WORK TO BE COMPLETED — Which lines in the records below contain the word "hillside"? Return each such line in full.

········

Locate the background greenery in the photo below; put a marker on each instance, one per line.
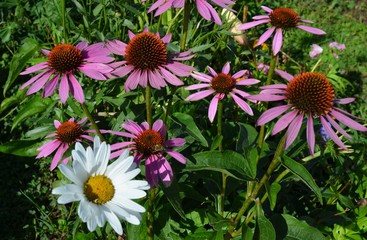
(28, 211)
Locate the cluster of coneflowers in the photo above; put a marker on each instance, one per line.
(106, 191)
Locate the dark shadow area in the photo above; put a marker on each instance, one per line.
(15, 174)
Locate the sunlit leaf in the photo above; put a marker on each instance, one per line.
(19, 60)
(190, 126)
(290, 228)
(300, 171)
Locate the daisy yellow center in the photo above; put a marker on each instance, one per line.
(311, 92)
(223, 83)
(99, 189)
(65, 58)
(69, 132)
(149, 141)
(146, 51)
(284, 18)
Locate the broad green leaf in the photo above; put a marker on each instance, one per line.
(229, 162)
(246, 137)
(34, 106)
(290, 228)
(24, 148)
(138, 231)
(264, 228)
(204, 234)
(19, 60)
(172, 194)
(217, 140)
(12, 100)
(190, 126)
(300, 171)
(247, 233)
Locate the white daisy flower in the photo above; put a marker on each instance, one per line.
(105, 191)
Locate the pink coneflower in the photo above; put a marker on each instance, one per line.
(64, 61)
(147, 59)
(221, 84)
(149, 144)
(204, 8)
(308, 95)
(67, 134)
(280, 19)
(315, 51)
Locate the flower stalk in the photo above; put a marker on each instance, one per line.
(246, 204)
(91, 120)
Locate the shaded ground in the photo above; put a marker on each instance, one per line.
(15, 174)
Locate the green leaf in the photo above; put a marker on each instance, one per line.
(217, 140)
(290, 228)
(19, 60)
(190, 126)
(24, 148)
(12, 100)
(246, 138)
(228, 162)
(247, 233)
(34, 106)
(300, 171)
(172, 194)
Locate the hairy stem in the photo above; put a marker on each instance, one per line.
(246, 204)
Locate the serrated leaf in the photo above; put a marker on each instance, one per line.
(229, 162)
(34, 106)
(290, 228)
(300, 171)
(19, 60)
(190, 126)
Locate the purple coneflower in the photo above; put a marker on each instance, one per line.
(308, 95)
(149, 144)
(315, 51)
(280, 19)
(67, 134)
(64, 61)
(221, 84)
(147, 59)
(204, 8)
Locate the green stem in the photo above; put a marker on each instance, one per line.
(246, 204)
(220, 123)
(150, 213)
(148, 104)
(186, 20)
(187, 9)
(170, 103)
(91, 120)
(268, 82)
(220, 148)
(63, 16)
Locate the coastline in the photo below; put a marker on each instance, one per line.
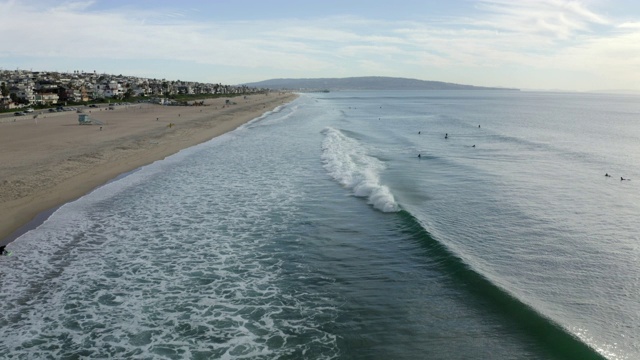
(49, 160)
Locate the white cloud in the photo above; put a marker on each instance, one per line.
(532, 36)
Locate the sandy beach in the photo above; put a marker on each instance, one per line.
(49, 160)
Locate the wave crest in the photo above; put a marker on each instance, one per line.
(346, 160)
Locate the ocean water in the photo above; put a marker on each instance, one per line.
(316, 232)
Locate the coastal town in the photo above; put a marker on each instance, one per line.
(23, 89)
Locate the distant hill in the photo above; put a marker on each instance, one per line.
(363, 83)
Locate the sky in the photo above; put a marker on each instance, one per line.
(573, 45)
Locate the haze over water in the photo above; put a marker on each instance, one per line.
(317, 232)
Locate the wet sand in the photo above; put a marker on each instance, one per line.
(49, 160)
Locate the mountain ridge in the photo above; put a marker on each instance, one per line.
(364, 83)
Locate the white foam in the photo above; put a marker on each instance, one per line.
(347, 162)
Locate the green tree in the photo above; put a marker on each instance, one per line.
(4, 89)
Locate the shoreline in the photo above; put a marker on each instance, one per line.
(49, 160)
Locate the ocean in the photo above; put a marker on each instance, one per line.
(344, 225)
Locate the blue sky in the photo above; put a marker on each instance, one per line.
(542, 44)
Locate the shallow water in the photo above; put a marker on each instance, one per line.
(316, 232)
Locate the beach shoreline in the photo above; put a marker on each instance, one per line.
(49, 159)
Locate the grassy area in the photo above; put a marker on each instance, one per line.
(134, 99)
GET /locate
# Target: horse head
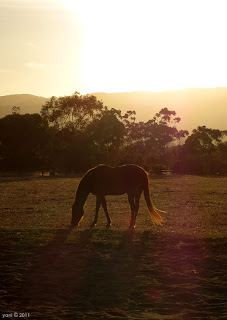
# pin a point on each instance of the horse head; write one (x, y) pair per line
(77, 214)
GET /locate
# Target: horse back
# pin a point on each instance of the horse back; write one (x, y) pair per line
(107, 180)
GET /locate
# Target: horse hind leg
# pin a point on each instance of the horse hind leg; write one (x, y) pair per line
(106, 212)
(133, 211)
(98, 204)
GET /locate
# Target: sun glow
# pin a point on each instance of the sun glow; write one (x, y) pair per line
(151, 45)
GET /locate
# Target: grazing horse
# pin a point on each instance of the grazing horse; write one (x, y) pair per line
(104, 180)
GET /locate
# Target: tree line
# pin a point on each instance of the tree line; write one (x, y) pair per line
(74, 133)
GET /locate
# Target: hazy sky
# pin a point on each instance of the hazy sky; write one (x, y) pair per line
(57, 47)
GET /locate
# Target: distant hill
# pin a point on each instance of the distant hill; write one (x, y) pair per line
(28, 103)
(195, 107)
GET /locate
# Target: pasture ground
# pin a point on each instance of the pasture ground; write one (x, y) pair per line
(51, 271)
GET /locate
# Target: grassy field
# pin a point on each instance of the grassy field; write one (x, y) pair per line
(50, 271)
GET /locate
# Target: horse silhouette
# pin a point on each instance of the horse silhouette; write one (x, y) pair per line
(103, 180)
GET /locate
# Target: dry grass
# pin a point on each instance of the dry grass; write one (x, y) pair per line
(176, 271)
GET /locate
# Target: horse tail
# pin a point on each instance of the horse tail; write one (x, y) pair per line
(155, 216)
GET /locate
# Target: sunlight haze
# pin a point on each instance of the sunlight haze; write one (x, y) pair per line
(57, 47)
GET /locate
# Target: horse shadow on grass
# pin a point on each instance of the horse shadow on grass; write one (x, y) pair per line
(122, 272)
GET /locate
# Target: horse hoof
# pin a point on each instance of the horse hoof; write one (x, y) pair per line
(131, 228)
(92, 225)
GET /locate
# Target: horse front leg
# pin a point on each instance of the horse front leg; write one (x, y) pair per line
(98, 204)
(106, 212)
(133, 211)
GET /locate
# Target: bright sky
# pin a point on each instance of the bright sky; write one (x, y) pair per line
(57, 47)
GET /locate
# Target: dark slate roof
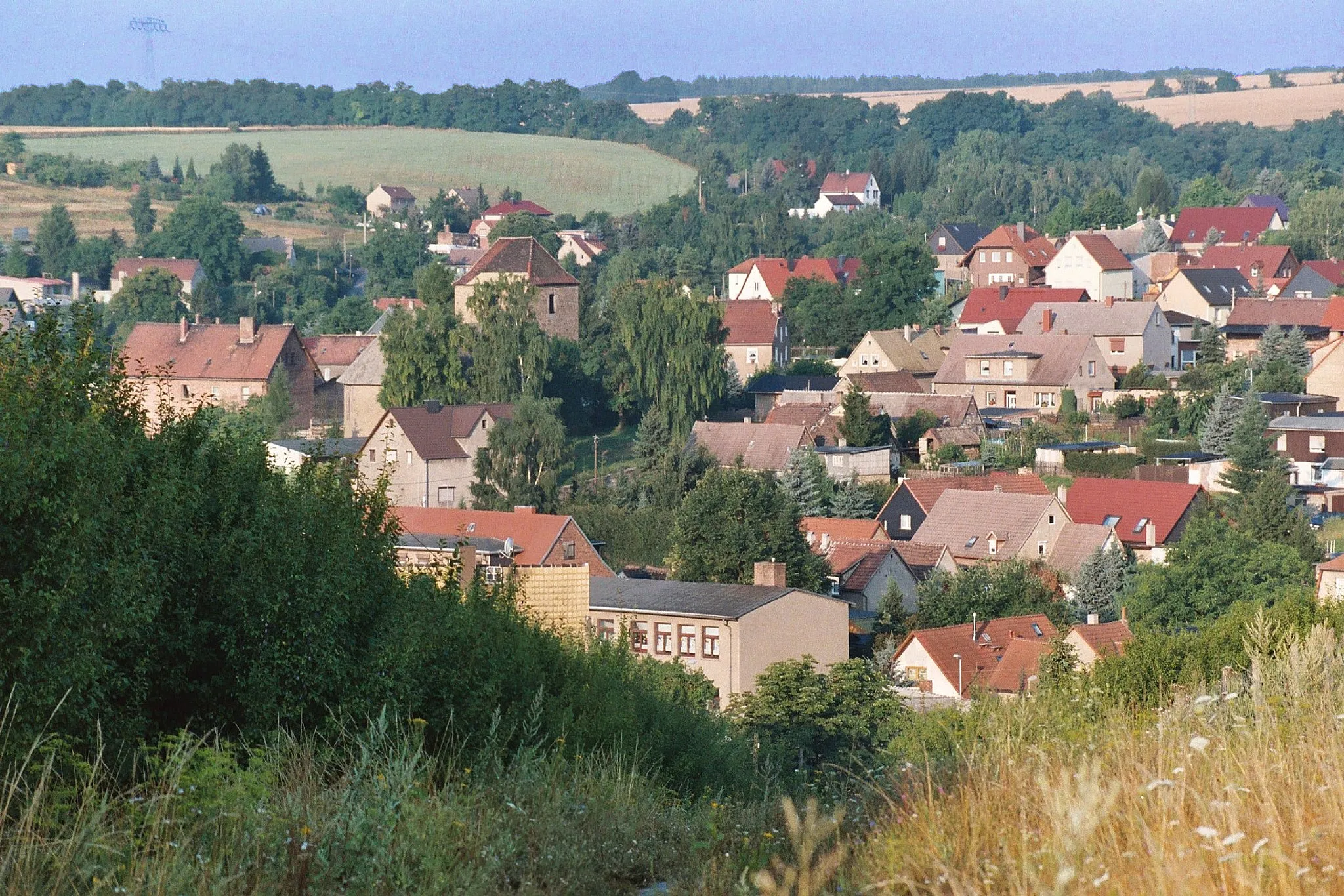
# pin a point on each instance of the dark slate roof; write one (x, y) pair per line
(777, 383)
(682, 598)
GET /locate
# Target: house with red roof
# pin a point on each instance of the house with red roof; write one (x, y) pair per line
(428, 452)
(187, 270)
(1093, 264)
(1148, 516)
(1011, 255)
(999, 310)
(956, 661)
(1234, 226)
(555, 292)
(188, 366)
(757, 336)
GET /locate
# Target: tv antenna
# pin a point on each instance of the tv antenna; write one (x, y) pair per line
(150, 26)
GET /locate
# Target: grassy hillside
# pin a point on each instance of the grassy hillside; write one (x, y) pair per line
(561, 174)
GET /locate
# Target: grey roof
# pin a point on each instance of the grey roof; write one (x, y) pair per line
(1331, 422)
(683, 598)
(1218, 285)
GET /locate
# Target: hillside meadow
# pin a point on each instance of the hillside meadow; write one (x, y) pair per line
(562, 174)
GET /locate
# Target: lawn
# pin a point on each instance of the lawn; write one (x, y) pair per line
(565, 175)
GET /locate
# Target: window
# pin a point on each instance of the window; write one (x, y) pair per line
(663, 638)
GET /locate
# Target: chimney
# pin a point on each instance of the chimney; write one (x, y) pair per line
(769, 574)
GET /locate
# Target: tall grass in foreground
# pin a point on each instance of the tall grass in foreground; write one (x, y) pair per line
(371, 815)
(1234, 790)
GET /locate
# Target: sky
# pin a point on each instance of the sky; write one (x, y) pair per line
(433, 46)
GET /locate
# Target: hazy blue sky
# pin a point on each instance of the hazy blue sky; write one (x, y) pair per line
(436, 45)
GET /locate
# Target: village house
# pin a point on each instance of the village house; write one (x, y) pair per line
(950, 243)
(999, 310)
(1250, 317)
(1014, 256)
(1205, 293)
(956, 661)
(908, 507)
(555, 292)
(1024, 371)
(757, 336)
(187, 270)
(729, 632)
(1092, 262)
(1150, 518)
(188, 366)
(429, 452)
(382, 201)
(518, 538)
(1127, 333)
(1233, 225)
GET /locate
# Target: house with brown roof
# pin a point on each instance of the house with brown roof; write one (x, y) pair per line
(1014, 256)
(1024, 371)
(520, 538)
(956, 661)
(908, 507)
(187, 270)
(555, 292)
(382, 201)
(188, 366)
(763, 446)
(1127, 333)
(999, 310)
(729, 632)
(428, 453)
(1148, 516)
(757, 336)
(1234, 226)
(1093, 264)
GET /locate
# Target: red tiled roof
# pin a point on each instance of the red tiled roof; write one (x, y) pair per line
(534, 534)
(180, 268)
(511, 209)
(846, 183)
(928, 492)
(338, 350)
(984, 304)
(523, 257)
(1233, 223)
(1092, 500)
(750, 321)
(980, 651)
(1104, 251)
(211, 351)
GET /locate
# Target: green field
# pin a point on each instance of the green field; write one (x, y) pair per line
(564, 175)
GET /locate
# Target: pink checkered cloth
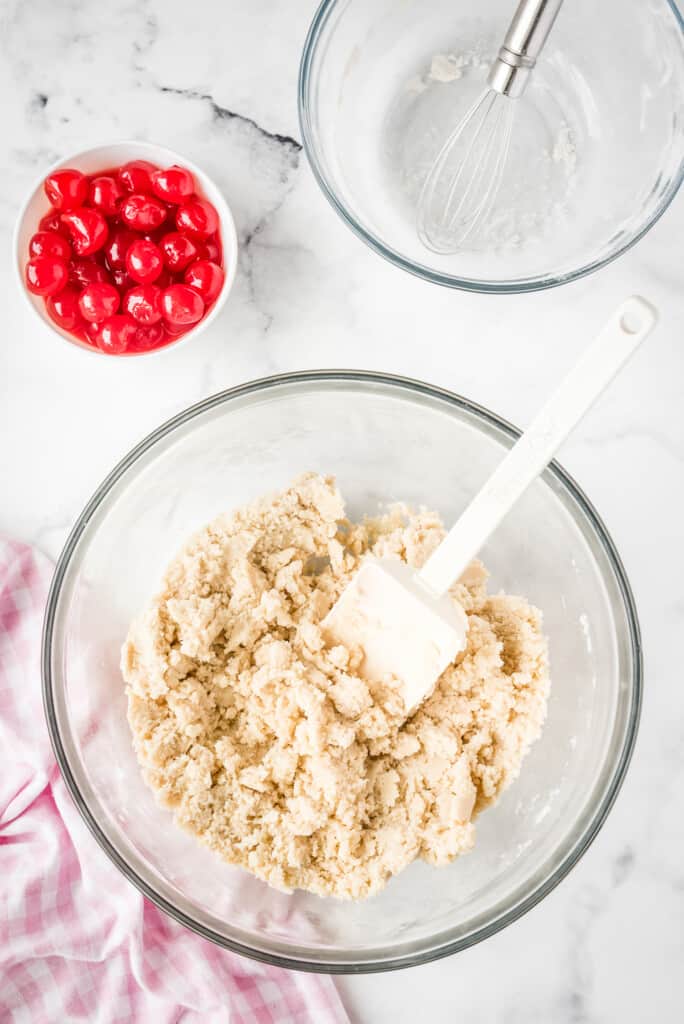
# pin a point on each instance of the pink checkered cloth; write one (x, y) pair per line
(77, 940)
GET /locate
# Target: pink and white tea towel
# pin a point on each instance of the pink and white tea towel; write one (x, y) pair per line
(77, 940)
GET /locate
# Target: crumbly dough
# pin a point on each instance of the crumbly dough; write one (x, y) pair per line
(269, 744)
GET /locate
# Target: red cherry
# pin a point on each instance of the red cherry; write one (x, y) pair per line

········

EXPECTED ANSWER —
# Target: grassy hillside
# pin a point on each instance of the grassy hillside; write one (x, y) pair per line
# Target: hillside meadow
# pin a point on each instance of the hillside meadow; write one (x, y) pair per line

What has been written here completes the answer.